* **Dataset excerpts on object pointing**
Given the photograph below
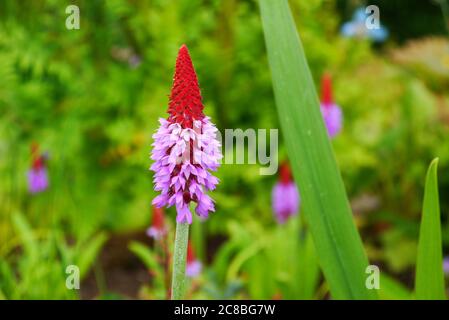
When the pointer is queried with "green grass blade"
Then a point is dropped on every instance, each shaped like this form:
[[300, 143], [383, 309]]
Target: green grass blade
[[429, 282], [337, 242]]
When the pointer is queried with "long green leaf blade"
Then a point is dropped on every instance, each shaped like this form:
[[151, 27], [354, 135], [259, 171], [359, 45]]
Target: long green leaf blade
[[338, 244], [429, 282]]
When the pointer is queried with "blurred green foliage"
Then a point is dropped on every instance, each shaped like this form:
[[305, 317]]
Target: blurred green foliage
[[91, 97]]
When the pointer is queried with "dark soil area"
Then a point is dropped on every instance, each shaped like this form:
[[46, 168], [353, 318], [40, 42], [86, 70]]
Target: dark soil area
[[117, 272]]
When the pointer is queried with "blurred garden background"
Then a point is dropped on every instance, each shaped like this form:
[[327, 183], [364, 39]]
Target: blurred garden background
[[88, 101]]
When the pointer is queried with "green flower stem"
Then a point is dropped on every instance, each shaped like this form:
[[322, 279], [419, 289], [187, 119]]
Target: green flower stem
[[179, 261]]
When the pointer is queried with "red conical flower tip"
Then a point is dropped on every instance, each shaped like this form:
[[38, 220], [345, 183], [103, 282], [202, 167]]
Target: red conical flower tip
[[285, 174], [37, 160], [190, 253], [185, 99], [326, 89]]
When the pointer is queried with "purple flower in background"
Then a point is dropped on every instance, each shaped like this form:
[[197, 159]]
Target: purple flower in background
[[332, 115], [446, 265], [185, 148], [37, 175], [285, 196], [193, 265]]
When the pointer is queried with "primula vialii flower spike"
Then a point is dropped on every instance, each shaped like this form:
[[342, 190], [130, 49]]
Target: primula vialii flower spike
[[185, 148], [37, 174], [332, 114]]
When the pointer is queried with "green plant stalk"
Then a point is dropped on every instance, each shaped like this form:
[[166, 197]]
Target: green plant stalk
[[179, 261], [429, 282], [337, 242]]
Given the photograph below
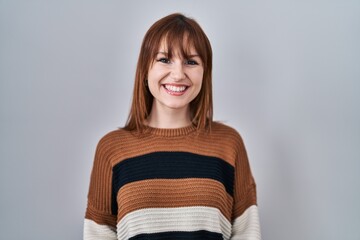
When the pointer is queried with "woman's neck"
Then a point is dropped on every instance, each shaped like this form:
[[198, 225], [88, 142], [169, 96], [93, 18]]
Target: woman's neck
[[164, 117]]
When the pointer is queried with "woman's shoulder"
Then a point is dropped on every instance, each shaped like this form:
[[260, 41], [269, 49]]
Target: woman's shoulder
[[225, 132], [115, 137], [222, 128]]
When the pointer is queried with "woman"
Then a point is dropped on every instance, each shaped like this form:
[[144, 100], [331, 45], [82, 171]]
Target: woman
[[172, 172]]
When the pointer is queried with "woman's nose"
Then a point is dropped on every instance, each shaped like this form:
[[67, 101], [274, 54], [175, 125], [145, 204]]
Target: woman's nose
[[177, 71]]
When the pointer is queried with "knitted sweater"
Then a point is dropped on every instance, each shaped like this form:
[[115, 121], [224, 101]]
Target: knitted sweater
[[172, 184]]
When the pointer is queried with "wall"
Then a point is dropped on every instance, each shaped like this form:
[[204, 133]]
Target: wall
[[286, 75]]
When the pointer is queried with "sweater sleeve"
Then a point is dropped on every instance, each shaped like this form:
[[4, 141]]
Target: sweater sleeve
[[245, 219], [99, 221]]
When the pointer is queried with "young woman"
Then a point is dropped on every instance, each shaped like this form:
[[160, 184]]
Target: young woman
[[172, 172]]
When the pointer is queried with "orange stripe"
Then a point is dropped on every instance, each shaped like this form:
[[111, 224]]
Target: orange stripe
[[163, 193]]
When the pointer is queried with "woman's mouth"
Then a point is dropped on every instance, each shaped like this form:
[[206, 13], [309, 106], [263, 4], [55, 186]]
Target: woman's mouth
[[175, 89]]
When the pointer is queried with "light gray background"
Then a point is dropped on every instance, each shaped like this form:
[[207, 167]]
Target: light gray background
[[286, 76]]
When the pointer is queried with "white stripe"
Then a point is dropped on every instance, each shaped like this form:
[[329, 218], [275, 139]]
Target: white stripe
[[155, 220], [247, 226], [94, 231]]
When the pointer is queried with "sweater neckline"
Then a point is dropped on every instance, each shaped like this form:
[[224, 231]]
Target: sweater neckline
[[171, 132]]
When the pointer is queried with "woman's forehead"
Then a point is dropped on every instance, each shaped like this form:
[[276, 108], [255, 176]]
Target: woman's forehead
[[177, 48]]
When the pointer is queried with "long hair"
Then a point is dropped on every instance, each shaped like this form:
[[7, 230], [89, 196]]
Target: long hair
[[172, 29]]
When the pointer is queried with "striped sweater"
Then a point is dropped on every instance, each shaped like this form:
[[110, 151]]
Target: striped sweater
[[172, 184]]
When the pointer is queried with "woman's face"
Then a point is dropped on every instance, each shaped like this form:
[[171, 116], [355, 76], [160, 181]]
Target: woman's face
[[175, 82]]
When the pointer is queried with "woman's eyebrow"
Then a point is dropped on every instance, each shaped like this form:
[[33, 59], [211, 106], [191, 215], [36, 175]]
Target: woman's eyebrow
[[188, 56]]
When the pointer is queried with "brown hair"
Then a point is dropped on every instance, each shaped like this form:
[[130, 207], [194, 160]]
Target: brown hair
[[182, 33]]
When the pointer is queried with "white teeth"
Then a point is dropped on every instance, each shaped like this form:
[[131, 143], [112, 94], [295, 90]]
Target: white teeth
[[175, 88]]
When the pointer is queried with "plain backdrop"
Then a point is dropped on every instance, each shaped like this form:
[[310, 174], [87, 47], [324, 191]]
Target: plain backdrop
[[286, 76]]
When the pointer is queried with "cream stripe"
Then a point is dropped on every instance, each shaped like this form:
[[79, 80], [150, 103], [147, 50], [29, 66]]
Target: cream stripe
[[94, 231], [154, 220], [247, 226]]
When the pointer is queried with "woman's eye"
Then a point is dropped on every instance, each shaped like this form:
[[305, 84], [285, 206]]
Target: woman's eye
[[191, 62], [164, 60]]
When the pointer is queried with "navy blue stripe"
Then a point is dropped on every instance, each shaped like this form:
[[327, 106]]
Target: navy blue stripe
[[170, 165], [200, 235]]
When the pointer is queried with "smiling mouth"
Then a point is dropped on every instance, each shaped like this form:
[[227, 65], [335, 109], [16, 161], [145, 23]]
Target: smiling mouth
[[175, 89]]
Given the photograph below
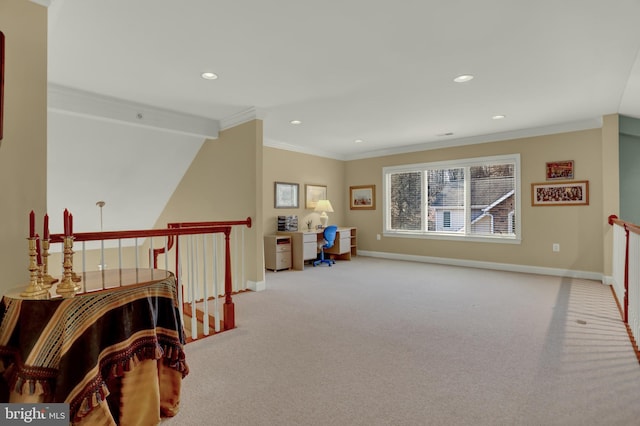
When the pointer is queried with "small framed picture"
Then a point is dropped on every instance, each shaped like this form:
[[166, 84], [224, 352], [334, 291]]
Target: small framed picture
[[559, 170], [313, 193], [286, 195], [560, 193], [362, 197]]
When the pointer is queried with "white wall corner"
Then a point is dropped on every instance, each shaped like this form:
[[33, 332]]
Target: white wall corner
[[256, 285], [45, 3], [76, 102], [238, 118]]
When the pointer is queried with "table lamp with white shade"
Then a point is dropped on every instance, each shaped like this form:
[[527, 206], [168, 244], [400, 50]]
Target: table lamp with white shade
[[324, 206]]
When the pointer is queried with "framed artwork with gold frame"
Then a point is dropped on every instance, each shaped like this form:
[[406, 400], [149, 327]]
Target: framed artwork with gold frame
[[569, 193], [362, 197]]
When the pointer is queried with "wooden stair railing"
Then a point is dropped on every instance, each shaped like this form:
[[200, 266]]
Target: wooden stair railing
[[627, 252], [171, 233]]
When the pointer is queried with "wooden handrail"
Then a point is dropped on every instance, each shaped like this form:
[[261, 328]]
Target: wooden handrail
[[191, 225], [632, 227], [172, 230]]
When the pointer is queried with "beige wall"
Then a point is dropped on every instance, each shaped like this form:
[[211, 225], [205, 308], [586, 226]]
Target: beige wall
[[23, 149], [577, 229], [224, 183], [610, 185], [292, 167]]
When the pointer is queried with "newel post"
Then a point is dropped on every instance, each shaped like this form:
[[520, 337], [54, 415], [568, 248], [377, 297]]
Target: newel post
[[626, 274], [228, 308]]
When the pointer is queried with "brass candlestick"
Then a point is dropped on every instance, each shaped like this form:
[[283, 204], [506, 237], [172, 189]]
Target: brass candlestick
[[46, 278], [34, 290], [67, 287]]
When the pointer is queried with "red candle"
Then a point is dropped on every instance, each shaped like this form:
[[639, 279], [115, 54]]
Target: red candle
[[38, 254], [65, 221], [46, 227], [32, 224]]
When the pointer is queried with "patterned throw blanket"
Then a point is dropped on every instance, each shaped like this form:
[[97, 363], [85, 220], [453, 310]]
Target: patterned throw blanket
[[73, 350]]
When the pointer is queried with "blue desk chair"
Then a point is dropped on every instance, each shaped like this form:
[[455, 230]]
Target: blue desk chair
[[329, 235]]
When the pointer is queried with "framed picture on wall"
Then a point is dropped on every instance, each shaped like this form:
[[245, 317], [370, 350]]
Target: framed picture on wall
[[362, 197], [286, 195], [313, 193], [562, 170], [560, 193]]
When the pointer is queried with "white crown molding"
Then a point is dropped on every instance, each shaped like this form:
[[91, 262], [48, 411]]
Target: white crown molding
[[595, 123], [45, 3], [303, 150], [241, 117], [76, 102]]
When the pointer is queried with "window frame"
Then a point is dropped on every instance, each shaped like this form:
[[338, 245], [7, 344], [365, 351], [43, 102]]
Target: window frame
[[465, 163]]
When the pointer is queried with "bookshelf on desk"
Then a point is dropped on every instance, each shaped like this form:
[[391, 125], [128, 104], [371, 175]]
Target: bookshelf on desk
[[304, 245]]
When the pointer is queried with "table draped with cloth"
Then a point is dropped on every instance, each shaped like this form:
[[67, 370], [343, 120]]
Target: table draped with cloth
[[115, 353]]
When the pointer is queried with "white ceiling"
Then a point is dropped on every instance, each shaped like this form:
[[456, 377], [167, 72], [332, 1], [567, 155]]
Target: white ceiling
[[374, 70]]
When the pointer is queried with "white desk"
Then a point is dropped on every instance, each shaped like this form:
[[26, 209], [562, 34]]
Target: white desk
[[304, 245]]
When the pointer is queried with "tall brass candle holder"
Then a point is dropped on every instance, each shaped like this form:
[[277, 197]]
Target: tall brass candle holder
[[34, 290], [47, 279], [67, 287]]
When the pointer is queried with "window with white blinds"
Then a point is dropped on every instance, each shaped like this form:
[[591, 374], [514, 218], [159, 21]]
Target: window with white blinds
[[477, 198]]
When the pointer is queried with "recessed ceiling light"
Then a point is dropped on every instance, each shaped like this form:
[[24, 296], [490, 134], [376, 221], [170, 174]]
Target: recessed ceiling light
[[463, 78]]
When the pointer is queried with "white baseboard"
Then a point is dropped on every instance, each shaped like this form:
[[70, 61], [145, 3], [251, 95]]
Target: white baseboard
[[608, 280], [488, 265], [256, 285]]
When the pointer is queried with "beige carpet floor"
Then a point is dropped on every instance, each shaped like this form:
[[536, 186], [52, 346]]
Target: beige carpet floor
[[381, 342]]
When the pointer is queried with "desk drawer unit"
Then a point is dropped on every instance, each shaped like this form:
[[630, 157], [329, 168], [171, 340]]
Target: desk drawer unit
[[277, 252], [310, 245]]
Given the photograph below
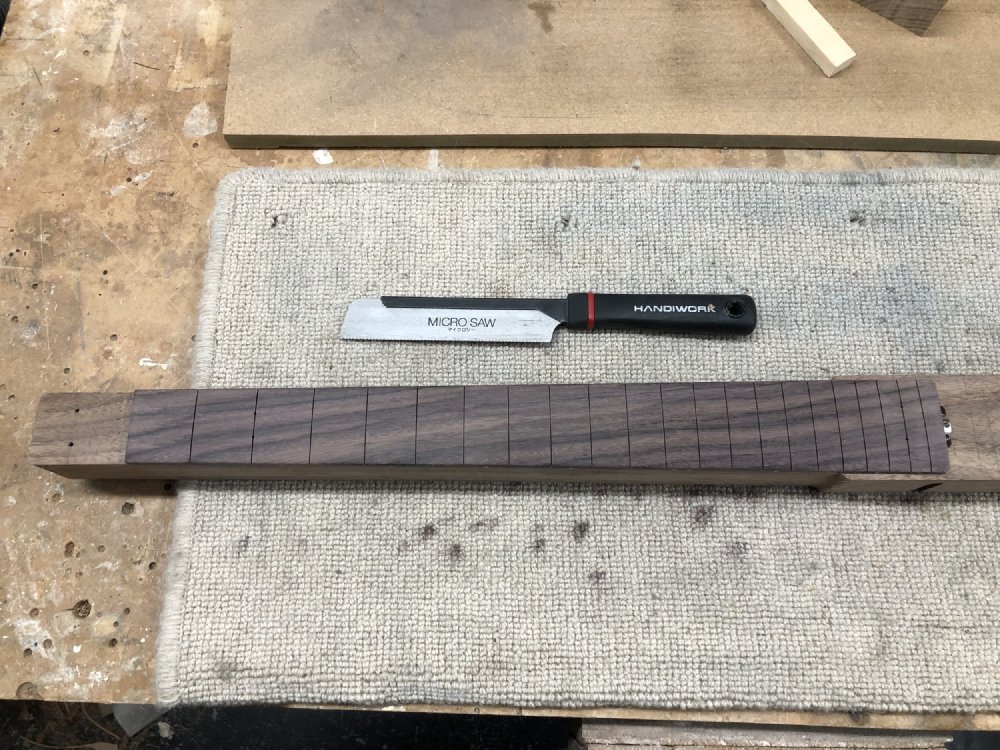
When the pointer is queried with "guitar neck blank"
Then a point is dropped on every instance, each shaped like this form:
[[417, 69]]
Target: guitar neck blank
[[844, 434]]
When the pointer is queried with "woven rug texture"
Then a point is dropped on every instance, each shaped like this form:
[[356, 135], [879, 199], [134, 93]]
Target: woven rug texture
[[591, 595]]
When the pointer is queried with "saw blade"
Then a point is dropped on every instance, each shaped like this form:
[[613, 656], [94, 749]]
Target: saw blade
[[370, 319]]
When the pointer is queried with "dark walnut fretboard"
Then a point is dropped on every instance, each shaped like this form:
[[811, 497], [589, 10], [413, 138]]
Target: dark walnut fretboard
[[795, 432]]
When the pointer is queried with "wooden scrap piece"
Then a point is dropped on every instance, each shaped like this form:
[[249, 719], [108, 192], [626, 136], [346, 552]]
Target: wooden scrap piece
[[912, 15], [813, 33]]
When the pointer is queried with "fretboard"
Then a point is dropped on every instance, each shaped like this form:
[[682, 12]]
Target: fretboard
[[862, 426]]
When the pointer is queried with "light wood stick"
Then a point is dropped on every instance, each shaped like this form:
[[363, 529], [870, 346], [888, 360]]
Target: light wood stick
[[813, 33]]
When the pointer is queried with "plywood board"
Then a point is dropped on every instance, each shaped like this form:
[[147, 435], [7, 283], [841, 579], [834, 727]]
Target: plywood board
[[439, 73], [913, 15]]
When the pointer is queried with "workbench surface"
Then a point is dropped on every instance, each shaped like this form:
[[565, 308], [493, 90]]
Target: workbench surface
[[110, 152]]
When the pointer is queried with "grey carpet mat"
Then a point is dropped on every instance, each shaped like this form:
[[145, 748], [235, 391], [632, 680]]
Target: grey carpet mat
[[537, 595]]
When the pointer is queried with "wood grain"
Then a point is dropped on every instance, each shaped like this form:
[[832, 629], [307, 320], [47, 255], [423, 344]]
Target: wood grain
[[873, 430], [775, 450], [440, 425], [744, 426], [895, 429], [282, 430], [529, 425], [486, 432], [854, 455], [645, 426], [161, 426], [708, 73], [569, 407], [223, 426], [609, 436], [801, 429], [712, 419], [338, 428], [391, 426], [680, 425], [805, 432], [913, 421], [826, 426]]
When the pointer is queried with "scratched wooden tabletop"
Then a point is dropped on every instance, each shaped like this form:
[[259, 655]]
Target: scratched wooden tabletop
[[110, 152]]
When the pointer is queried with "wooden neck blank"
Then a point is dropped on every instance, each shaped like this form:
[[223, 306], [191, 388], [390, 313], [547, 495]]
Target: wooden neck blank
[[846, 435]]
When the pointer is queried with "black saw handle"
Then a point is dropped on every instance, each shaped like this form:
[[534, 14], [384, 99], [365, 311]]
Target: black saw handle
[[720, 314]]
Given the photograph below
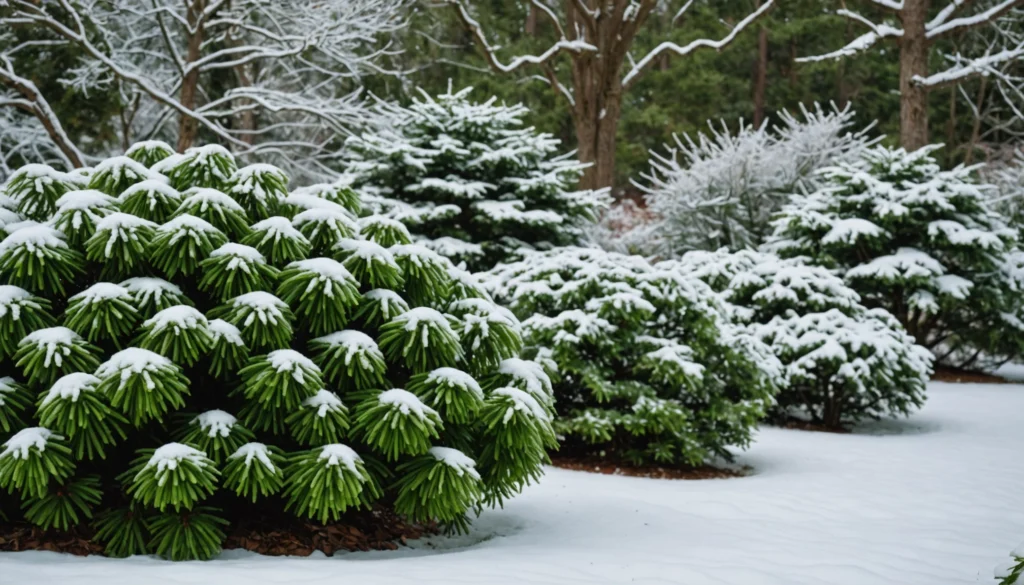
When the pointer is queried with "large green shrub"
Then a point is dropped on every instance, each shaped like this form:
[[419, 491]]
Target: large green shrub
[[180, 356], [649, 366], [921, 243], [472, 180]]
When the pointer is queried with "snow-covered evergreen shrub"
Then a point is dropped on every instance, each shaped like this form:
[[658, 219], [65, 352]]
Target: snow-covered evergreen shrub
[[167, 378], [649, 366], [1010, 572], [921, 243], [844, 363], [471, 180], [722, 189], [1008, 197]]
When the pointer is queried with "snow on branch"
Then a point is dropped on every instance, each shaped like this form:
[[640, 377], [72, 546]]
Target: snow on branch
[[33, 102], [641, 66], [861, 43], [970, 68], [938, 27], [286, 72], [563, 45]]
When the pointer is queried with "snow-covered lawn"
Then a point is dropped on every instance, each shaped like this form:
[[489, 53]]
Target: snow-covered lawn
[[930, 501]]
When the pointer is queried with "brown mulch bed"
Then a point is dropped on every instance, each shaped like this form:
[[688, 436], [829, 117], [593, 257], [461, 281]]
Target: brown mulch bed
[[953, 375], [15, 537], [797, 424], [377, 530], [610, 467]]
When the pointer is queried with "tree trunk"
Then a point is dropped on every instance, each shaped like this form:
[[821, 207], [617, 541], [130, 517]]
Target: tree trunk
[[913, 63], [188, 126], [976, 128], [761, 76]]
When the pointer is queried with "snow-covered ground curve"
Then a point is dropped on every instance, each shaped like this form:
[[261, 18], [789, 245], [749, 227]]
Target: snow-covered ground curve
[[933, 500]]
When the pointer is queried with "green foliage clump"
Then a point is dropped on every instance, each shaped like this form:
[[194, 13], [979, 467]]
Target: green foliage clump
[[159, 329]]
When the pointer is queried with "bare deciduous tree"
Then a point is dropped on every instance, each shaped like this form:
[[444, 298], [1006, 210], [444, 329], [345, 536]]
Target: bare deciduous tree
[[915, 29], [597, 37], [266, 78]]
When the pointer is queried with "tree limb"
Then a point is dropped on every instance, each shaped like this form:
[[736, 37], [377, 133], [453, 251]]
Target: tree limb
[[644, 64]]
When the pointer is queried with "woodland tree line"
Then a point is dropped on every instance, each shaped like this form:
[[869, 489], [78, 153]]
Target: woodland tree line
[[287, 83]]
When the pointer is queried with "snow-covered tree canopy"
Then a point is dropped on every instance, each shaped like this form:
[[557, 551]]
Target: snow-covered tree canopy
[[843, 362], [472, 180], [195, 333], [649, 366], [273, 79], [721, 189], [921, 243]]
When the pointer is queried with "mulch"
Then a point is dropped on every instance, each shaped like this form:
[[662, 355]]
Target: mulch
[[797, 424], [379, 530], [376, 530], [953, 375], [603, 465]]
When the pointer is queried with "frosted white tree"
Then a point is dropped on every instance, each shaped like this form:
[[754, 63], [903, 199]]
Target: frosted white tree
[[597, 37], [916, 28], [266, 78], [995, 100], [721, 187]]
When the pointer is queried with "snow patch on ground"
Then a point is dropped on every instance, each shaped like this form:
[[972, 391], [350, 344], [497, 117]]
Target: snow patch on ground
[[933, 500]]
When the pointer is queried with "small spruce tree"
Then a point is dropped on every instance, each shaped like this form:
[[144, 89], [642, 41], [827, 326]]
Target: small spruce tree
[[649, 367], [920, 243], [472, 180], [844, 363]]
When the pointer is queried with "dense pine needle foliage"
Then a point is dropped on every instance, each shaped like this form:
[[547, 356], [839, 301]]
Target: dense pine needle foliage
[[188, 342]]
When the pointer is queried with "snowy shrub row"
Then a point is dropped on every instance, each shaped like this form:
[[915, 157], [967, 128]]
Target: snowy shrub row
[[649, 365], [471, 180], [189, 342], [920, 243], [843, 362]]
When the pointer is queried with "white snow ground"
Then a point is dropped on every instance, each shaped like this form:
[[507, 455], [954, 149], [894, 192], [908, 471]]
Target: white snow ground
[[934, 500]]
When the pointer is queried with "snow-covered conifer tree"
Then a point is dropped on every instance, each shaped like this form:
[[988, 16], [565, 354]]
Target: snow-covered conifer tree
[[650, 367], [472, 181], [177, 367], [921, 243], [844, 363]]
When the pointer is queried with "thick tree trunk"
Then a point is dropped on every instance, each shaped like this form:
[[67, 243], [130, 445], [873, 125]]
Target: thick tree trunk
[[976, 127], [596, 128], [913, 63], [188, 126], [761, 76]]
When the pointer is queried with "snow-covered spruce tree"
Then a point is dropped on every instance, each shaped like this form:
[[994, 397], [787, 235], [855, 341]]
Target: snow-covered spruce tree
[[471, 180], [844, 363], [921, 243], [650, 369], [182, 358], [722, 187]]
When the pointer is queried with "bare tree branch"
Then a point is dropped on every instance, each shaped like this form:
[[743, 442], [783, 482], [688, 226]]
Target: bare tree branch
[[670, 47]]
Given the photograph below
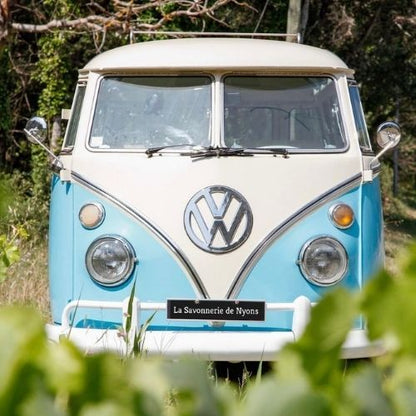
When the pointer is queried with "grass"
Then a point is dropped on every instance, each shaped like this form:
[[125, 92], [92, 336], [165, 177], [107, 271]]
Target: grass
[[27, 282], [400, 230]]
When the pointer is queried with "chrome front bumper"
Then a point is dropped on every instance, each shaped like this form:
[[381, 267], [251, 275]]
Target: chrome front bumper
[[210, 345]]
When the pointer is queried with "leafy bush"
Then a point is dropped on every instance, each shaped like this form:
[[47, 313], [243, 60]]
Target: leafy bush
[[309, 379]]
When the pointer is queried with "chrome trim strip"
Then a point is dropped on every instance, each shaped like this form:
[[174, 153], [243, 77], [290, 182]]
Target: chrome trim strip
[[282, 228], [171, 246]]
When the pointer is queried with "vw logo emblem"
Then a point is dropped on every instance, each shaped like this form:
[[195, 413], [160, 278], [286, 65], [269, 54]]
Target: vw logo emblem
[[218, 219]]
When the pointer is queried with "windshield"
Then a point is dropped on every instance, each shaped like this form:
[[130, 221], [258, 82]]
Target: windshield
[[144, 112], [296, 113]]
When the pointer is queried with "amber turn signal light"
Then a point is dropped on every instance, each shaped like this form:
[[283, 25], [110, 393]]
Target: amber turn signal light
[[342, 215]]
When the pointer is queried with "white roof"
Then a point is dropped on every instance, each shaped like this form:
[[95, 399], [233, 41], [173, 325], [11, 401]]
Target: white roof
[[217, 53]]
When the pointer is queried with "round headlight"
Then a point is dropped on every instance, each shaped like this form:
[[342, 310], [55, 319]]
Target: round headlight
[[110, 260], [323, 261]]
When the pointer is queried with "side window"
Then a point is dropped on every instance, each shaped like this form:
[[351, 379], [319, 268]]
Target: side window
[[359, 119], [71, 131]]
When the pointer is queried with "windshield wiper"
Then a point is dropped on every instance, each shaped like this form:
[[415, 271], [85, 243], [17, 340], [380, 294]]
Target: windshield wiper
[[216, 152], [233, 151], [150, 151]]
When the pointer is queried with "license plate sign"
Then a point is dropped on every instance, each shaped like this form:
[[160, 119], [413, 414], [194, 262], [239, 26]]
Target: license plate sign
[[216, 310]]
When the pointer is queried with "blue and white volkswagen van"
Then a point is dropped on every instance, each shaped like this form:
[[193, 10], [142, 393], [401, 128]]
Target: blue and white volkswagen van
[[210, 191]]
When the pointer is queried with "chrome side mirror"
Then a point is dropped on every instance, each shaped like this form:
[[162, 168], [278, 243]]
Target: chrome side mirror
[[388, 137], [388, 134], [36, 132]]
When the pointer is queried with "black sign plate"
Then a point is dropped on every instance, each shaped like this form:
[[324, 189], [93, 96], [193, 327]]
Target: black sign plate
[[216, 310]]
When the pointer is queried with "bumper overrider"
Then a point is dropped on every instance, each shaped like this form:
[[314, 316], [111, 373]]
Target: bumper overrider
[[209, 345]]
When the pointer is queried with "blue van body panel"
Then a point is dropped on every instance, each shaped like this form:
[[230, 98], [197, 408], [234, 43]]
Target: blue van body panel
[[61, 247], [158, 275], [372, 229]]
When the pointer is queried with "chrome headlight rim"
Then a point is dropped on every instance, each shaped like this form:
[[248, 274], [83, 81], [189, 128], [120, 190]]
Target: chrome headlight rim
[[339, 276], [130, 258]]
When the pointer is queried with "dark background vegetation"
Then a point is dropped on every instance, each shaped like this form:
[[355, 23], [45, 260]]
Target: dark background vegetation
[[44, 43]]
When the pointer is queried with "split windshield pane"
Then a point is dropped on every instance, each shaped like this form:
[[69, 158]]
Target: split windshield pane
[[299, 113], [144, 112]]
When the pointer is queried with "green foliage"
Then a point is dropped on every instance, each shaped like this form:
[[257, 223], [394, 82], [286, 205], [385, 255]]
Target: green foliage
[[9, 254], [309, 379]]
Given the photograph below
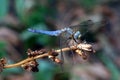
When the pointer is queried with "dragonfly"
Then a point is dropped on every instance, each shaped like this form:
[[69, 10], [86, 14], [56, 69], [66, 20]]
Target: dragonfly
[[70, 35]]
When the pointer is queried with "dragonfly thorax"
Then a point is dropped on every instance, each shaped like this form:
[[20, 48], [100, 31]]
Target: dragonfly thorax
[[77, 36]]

* **PROBLEM REQUIREMENTS**
Select and copy every line of the entries above that contains the string "trim". Matching is case-sensitive.

* **TASK RESPONSE**
When the pointer is queried with "chrome trim strip"
Target: chrome trim strip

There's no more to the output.